▶ WRITTEN INSTRUCTION 1:
Decide whether each statement about the article on AI alignment agrees with it, answering yes or no and quoting the words that settle it: (a) The article attributes the term "the standard model" to Stuart Russell. (b) The standard model assumes that the right goal is still unknown. (c) The article treats the question of looking beyond transformer-based architectures as settled.
▶ WRITTEN INSTRUCTION 2:
List every distinct word or phrase that the article on AI alignment encloses in quotation marks, single or double, giving each one once.

▶ PAGE TEXT:
Steering the ship on the future of AI

Our Head of Product, Tom Oliver discusses the 'alignment problem', and how we could progress a more 'balanced' approach for the future.

2025-09-22

AI Development

00:00

--:--

Listen on SoundCloud

In previous instalments, we've explored how AI is reshaping our economy and society. Now we turn to perhaps the most urgent question: how do we steer these increasingly powerful systems towards beneficial outcomes?

This challenge lies at the heart of what AI researchers call the "alignment problem". Ensuring that artificial intelligence systems, pursue goals aligned with human values and intentions.

In this article, I’ll discuss the problems with the current alignment approach, and what a more ‘balanced’ approach could look like instead.

The limitations of current alignment approaches

Despite growing recognition of alignment's importance, the status quo ultimately suffers from some critical limitations:

Technical myopia: Most alignment research and efforts accept the current paradigm. What Stuart Russell calls "the standard model" of AI development [1]. The standard model is the dominant approach to building AI systems - wherein we optimise a learning routine to achieve some pre-specified objective. This approach essentially assumes you already know the “right” goal – for example predicting the next word in a sequence by minimising errors (or “loss”) on a test set. Once that goal is fixed, you then throw data, compute, and model architecture at the problem, optimising as hard as possible to achieve it. This sidesteps the deeper question: how do we determine which goals are worth pursuing in the first place? Do we need to look beyond the current paradigm - transformer-based architectures and even deep learning - if we are to land on an approach with the right balance of performance and safety? These unfortunately remain research questions.

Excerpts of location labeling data
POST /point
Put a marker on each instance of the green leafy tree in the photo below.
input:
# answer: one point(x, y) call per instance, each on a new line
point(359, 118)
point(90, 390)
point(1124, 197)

▶ CORRECT RESPONSE 1:
(a) Yes: "What Stuart Russell calls "the standard model" of AI development"
(b) No: "This approach essentially assumes you already know the “right” goal"
(c) No: "These unfortunately remain research questions."

▶ CORRECT RESPONSE 2:
alignment problem
balanced
the standard model
right
loss